Look for "Target: narrow street" in the listing below, then copy exactly the line it appears in and all lines after it to the end, and nothing more.

Stored records
--*--

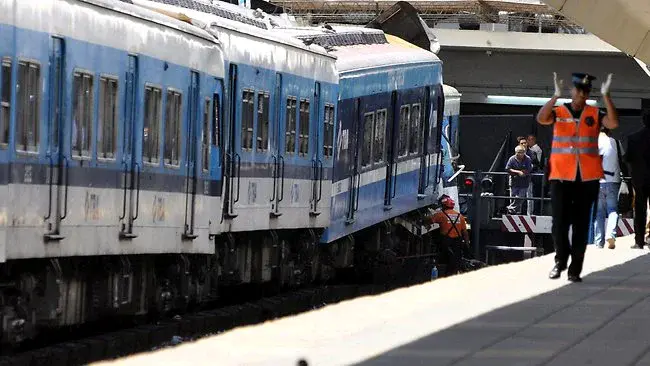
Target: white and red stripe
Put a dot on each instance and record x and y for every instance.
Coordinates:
(519, 223)
(526, 224)
(625, 227)
(542, 224)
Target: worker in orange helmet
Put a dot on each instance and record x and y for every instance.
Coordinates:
(575, 167)
(453, 231)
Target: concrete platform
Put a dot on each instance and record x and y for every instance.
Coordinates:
(502, 315)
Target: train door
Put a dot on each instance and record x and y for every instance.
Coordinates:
(232, 161)
(355, 175)
(215, 154)
(425, 157)
(277, 148)
(131, 163)
(58, 161)
(391, 156)
(317, 163)
(192, 128)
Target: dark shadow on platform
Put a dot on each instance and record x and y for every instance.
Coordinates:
(604, 320)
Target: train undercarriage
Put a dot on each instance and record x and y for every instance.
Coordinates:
(54, 293)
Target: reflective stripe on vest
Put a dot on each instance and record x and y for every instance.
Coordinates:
(575, 145)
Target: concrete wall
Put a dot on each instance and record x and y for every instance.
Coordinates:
(477, 73)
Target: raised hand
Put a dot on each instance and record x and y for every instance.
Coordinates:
(558, 85)
(604, 87)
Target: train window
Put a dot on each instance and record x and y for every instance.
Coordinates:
(328, 135)
(248, 113)
(368, 128)
(380, 133)
(107, 129)
(262, 121)
(5, 102)
(303, 137)
(151, 128)
(404, 114)
(205, 136)
(290, 126)
(215, 120)
(82, 123)
(414, 129)
(28, 101)
(173, 127)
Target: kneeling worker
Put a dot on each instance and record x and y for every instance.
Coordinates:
(453, 230)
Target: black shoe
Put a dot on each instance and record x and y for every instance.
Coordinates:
(555, 272)
(575, 278)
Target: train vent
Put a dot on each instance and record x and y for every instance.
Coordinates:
(344, 39)
(215, 10)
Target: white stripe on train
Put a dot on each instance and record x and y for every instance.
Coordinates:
(542, 224)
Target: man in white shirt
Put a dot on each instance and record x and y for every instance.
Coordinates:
(606, 206)
(532, 145)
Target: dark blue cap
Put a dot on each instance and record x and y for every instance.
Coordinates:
(581, 80)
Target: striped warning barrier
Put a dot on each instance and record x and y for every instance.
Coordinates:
(625, 227)
(526, 224)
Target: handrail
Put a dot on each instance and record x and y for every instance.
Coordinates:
(137, 192)
(281, 196)
(51, 183)
(273, 175)
(320, 184)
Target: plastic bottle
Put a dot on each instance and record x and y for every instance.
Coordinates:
(434, 272)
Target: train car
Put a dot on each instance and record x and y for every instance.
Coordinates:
(449, 143)
(107, 114)
(277, 135)
(386, 159)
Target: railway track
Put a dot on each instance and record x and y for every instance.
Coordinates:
(191, 326)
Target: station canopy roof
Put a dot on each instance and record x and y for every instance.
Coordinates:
(625, 24)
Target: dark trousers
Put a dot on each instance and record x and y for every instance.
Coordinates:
(571, 206)
(453, 252)
(641, 200)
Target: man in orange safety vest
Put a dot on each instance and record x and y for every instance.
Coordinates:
(575, 167)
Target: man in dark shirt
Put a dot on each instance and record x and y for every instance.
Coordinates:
(519, 166)
(637, 156)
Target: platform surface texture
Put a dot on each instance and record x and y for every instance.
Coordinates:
(509, 314)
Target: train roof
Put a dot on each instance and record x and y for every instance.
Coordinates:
(358, 48)
(119, 25)
(450, 91)
(127, 7)
(222, 15)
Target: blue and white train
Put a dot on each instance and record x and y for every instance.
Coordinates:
(152, 152)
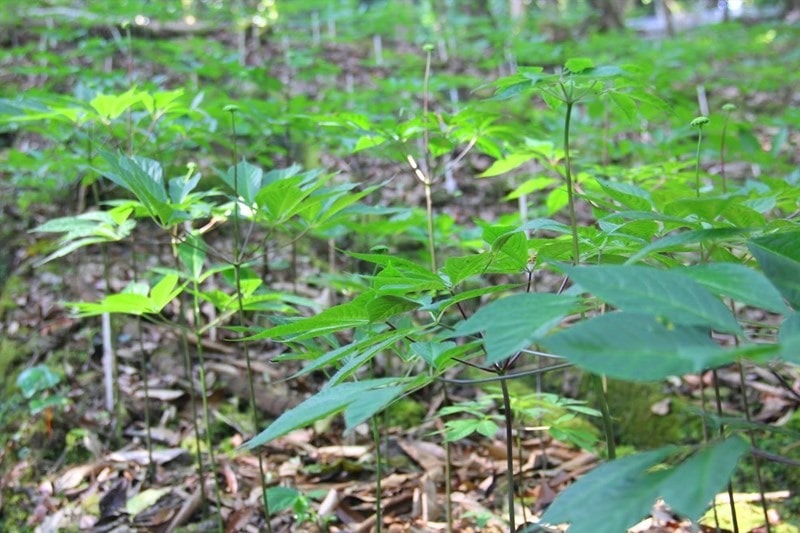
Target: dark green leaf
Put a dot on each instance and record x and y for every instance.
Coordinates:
(513, 323)
(738, 282)
(778, 254)
(636, 347)
(667, 294)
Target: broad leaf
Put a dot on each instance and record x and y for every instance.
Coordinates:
(359, 401)
(789, 337)
(778, 255)
(636, 347)
(244, 180)
(513, 323)
(680, 241)
(738, 282)
(349, 315)
(457, 269)
(631, 485)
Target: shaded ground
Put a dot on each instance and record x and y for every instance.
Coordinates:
(79, 467)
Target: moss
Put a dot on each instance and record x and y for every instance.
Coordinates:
(636, 425)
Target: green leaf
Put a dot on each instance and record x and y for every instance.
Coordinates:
(624, 103)
(531, 185)
(456, 430)
(349, 315)
(789, 338)
(515, 322)
(164, 292)
(577, 65)
(739, 282)
(628, 195)
(359, 400)
(662, 293)
(400, 281)
(282, 498)
(679, 241)
(111, 106)
(507, 164)
(627, 497)
(689, 487)
(385, 307)
(124, 303)
(458, 269)
(636, 347)
(778, 254)
(432, 352)
(631, 485)
(192, 253)
(244, 180)
(142, 177)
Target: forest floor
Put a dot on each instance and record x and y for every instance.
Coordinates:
(78, 466)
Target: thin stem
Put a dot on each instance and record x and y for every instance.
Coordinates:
(376, 438)
(509, 455)
(187, 367)
(237, 254)
(204, 395)
(718, 401)
(448, 482)
(428, 181)
(753, 444)
(608, 426)
(722, 157)
(598, 381)
(697, 165)
(151, 467)
(573, 221)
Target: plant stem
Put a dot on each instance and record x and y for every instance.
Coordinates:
(573, 221)
(237, 258)
(204, 394)
(718, 401)
(509, 455)
(697, 165)
(376, 438)
(753, 444)
(608, 426)
(187, 367)
(722, 157)
(600, 389)
(448, 483)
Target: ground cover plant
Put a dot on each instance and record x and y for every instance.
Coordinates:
(391, 265)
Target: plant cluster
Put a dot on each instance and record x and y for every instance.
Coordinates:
(659, 261)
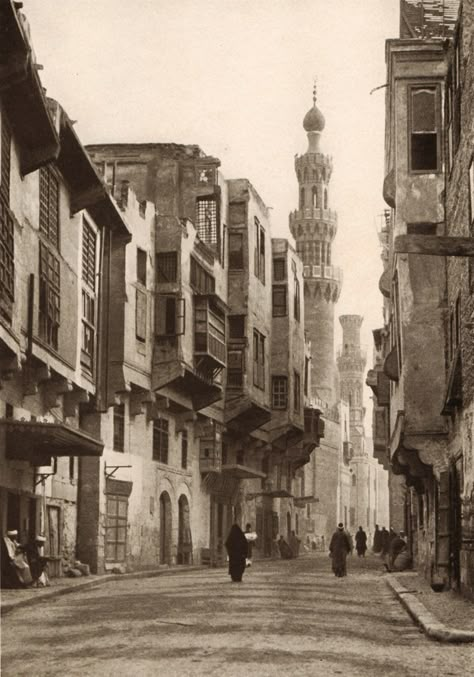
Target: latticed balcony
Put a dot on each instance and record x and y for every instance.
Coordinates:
(323, 272)
(312, 214)
(209, 332)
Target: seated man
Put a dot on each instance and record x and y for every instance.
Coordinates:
(15, 569)
(399, 558)
(285, 550)
(38, 563)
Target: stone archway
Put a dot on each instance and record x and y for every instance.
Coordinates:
(185, 542)
(165, 528)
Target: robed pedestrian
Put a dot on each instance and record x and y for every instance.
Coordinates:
(237, 550)
(339, 548)
(361, 542)
(285, 551)
(377, 544)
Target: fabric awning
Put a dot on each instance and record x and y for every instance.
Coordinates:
(242, 472)
(37, 442)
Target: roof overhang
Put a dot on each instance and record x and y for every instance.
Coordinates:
(37, 442)
(301, 501)
(22, 94)
(242, 472)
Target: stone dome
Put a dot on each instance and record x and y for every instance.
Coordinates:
(314, 120)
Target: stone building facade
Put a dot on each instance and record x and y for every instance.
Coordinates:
(368, 478)
(422, 416)
(158, 380)
(55, 216)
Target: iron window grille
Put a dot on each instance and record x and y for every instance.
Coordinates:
(49, 205)
(116, 528)
(166, 267)
(236, 251)
(296, 301)
(184, 449)
(119, 427)
(424, 129)
(258, 360)
(206, 220)
(236, 326)
(141, 266)
(89, 252)
(279, 270)
(259, 252)
(279, 300)
(49, 297)
(296, 392)
(160, 440)
(202, 281)
(279, 392)
(7, 260)
(235, 367)
(5, 159)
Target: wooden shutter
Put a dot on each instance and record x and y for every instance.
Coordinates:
(442, 524)
(140, 314)
(180, 326)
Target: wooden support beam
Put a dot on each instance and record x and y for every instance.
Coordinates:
(434, 245)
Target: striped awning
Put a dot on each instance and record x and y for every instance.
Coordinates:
(38, 441)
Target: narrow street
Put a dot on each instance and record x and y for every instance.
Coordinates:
(286, 618)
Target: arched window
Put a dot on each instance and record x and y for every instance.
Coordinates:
(297, 300)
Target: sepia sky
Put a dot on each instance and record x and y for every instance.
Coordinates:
(236, 77)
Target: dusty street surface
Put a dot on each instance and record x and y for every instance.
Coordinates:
(286, 618)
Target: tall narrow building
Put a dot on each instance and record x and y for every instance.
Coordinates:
(314, 226)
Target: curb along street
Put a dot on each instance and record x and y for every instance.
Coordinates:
(432, 627)
(41, 595)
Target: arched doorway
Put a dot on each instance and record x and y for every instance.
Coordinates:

--*--

Answer to the problem
Target: narrow street
Put a dot on each instance and record x and y for every instance.
Coordinates:
(286, 618)
Target: arched window
Put a dot on each instance and record x and y for every instance.
Coordinates:
(297, 300)
Target: sepia sky
Put a dot on each instance and record x and y for every instance.
Coordinates:
(236, 77)
Target: dusty street surface
Put a dot on each instance and record x and y for every instance.
Coordinates:
(286, 618)
Target: tall narrow building
Put a dot on each instance and record x and y for every instance.
Coordinates:
(314, 226)
Target: curb along street
Put a dot on each instance and record x and y for every instance.
Coordinates:
(432, 627)
(41, 595)
Target: arched doorway
Put a dot on each instance and record x and y for every instance.
Coordinates:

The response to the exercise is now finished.